*Task brief*.
Answer these questions from the tribunal decision:
1. On what sole ground was permission granted?
2. In light of which Court of Appeal guidance did the judge assess the evidence?
3. On what date was Master S born?

2. In granting permission Judge of the Upper Tribunal Storey found that the judge had given cogent reasons for concluding that the respondent had discharged the burden of proof on her to prove the appellant had used deception in a TOEIC test and additionally that there was nothing in the challenge to the judge's findings that the appellant had not shown that there would be very significant obstacles to his integrating in Bangladesh. However, the sole ground for granting permission was on the basis that the judge had arguably failed to apply the relevant Home Office guidance with respect to parents of British children, see SF and others [2017] UKUT 120 (IAC).
Error of Law Discussion
3. I share the view, of both the First-tier Tribunal permission judge and the judge granting permission in the Upper Tribunal, that the judge's findings in respect of the TOEIC certificate are unimpeachable. The judge directed himself correctly to the appropriate test and assessed the evidence in light of the guidance in the Court of Appeal in Shehzad and Chowdhury [2016] EWCA Civ 615.
4. The judge made a comprehensive consideration of all the evidence from [19] onwards and reminded himself that the burden was on the respondent to discharge the evidential burden of proving the appellant was guilty of dishonesty. The judge recounted the appellant's evidence, including in his witness statement, in oral evidence, and his difficulties in the June 2016 interviews, which was considered by the respondent and by the First-tier Tribunal. For all the adequate reasons given, which could not be said to be irrational, the judge concluded, at [31] that the respondent had adduced sufficient evidence to raise the issue of fraud, and that no innocent explanation, which satisfied the minimum level of plausibility had been provided by the appellant.
5. The judge found himself satisfied on the civil standard that the appellant's explanation should be rejected for the comprehensive reasons he had given. Similarly in respect of the remaining grounds, again the judge considered all of the issues and made adequate sustainable findings on those issues. The appellant's grounds amount to no more than a disagreement with those findings.
6. It was not disputed therefore, before me, that the key remaining issue was in relation to the treatment of the qualifying British child. It was not disputed that the appellant married his spouse in Bangladesh in June 2008 and that she entered the United Kingdom in 2012 and became a British citizen by way of right of abode. On 10 May 2016 their son Master S was born and it was submitted that he is a British citizen.

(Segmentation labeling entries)
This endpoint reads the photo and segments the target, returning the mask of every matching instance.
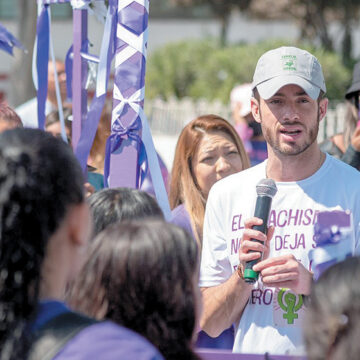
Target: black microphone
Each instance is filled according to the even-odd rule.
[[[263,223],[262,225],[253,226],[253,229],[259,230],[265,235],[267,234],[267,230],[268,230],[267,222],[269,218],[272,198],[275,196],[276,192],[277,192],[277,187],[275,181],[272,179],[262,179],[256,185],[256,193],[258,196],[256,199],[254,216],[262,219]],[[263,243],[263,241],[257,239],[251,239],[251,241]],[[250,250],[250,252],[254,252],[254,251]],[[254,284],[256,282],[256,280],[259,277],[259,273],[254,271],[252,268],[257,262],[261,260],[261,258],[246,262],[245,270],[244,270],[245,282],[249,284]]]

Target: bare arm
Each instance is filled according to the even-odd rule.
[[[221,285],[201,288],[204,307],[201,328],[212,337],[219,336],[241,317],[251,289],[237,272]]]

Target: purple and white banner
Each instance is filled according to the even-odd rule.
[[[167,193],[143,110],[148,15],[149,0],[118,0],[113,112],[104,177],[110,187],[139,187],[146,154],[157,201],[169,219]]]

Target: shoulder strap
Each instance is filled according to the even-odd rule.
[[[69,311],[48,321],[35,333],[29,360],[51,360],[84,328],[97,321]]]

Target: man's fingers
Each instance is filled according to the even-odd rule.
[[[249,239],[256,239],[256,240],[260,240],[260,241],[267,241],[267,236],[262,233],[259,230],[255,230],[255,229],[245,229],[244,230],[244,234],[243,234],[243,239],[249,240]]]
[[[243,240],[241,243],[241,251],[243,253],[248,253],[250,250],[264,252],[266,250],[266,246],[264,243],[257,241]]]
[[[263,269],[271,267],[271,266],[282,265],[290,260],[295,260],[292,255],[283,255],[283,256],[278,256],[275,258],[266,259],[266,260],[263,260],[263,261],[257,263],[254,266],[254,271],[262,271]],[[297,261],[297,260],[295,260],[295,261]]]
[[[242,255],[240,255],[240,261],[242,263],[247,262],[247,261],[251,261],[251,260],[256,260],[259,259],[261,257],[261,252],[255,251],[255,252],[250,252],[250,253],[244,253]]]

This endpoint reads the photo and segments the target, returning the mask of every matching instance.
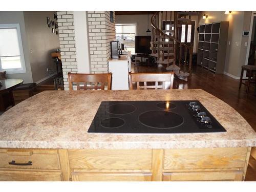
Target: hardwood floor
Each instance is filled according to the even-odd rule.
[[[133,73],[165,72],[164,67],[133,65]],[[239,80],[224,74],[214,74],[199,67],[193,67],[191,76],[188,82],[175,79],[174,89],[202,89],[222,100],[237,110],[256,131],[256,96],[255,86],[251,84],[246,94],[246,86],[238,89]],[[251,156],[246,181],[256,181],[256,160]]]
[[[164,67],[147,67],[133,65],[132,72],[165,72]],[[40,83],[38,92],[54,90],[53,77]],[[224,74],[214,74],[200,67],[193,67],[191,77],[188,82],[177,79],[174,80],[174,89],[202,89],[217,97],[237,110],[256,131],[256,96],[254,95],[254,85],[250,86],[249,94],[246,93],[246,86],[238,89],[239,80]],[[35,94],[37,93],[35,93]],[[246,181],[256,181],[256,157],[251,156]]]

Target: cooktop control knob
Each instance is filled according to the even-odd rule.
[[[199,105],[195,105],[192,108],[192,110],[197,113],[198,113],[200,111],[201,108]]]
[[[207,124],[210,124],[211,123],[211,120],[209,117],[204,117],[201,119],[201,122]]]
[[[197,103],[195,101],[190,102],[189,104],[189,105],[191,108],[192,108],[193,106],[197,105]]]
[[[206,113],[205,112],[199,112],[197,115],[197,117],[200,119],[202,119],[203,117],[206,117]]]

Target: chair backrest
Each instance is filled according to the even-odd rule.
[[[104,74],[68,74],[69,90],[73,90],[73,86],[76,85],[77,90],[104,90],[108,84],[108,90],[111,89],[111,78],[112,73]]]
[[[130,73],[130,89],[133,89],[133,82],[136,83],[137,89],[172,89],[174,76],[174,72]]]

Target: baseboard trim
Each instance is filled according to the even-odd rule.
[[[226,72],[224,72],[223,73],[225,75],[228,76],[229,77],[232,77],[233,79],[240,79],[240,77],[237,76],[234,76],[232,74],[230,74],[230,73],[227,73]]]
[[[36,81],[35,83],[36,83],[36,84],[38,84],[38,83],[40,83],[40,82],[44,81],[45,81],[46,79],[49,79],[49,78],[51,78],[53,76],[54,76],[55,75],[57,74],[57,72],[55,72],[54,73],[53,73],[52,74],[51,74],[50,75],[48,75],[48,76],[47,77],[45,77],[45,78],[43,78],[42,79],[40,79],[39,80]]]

*Answer to the task*.
1. The judge had arguably failed to apply the relevant Home Office guidance with respect to parents of British children.
2. The guidance in Shehzad and Chowdhury [2016] EWCA Civ 615.
3. 10 May 2016.